◆ **Exercise**
Go through the entries below and return every line that contains "cloud".

◆ **Entries provided**

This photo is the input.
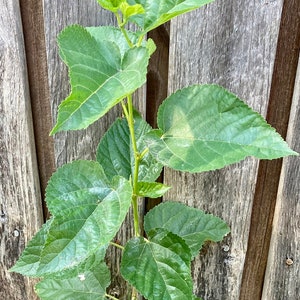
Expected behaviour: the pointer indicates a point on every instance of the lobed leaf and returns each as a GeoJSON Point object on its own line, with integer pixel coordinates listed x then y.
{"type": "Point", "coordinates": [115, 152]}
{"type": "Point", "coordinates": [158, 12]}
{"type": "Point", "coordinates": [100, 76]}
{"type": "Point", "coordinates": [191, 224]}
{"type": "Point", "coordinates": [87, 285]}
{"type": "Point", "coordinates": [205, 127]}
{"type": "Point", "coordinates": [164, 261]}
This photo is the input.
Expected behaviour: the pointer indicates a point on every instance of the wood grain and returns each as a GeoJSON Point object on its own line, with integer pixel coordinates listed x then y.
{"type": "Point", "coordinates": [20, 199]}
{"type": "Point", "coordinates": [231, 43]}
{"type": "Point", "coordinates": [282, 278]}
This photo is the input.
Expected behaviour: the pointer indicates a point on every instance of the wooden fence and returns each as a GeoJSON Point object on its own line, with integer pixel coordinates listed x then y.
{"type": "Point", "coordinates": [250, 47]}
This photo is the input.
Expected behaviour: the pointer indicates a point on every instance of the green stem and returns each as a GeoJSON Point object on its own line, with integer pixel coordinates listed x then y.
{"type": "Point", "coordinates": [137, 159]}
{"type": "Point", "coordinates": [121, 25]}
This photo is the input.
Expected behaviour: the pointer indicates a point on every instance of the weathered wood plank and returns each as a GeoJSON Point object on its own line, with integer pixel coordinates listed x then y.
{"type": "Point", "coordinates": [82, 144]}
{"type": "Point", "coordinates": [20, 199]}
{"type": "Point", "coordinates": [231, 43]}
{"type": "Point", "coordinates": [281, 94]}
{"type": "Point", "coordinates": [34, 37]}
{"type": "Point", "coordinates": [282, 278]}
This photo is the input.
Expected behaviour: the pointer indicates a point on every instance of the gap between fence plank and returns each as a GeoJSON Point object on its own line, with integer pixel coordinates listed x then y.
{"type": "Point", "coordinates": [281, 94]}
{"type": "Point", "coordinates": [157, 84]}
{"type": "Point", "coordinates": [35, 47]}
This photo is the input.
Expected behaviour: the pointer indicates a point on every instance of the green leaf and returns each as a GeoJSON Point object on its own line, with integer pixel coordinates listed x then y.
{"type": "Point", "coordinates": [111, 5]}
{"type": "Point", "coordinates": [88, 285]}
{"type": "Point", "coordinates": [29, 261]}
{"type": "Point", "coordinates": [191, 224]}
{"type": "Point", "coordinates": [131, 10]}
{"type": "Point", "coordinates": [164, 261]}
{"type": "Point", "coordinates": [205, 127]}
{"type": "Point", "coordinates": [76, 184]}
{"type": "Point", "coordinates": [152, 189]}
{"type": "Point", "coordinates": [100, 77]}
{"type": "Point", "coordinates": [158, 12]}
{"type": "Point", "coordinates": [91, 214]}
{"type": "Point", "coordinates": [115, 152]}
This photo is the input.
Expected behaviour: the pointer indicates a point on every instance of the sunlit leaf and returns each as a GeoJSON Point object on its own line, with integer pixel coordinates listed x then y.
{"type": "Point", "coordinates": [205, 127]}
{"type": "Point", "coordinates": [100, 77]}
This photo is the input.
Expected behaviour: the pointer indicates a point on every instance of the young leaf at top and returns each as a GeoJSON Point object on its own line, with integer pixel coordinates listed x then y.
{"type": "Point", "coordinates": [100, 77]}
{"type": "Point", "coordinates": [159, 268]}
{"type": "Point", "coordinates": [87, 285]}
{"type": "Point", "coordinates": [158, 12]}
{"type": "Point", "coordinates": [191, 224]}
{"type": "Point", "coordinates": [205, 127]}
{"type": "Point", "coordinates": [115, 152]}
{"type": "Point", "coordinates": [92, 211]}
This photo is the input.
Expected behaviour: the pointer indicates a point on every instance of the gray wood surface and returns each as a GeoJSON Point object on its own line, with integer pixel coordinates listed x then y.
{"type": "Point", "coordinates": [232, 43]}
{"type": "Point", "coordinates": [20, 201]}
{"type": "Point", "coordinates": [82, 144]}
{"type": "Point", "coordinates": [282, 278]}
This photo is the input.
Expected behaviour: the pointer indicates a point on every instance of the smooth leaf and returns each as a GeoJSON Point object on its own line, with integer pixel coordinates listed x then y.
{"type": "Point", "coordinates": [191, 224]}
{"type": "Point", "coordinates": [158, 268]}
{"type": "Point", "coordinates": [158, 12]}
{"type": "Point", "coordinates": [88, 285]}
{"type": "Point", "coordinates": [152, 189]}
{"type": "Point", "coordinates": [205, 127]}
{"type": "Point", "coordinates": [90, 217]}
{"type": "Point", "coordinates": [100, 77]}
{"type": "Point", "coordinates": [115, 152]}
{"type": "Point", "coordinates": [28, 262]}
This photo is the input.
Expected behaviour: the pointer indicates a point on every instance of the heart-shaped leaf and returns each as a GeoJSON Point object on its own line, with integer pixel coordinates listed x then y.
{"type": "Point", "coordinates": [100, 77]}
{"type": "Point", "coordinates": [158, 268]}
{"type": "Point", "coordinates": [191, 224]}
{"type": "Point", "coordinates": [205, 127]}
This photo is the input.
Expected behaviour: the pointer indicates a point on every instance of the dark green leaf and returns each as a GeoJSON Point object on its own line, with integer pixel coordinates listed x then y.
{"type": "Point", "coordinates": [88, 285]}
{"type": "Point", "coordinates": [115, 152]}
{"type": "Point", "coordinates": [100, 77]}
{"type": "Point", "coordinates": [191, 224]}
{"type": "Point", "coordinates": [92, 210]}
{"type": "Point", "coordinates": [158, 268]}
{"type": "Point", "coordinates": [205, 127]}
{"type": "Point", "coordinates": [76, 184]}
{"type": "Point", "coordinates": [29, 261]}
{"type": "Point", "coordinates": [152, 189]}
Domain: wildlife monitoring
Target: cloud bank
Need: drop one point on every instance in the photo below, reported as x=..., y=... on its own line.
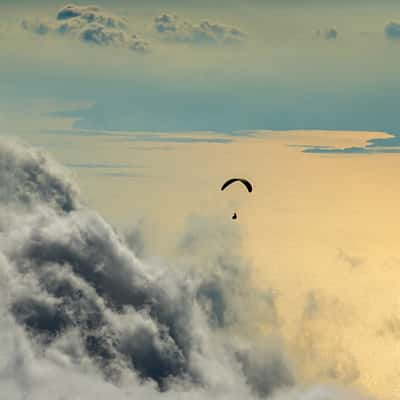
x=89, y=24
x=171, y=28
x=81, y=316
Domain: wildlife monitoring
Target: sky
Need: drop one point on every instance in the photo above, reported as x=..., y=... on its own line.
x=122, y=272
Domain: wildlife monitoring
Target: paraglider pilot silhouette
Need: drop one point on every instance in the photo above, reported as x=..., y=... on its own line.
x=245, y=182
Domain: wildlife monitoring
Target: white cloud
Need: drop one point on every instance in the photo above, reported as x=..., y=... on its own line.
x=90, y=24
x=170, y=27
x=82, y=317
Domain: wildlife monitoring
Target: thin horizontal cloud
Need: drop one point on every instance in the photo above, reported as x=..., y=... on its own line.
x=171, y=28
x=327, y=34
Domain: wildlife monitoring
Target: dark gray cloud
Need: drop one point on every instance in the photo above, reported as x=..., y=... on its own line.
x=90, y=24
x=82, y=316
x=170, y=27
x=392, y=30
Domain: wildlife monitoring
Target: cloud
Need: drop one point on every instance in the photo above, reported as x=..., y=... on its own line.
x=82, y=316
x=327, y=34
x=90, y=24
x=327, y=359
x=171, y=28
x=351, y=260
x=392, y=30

---

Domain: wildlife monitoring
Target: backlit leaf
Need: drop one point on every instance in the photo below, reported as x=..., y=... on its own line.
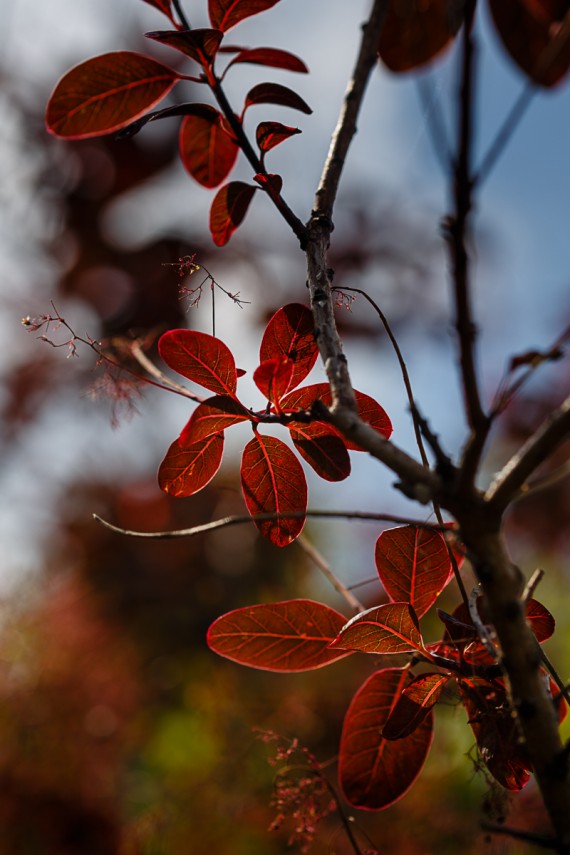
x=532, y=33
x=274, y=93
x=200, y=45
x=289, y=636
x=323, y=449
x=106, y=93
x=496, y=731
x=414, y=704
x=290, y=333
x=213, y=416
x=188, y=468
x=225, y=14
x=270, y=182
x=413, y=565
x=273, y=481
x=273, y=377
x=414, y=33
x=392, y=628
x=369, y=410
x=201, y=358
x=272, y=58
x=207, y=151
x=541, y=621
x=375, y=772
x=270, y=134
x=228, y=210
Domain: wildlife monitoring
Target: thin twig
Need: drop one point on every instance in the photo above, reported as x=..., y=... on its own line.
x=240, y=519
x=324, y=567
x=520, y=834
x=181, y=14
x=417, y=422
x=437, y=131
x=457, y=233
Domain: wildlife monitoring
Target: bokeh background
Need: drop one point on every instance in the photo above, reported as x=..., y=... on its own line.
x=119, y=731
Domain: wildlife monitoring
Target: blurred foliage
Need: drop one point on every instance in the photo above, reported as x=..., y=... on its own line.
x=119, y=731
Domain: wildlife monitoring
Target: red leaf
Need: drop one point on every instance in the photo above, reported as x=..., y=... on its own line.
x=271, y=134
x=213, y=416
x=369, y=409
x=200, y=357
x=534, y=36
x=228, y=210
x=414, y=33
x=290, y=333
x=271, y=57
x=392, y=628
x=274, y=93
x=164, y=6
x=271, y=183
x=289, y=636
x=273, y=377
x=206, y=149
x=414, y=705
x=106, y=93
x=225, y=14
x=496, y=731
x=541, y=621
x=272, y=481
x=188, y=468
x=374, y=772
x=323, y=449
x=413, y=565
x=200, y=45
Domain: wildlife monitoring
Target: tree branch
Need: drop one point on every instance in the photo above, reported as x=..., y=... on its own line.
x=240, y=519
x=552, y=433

◆ **Answer to this problem**
Target: cloud bank
Target: white cloud
Target: thin horizontal cloud
Target: dark gray cloud
Target: cloud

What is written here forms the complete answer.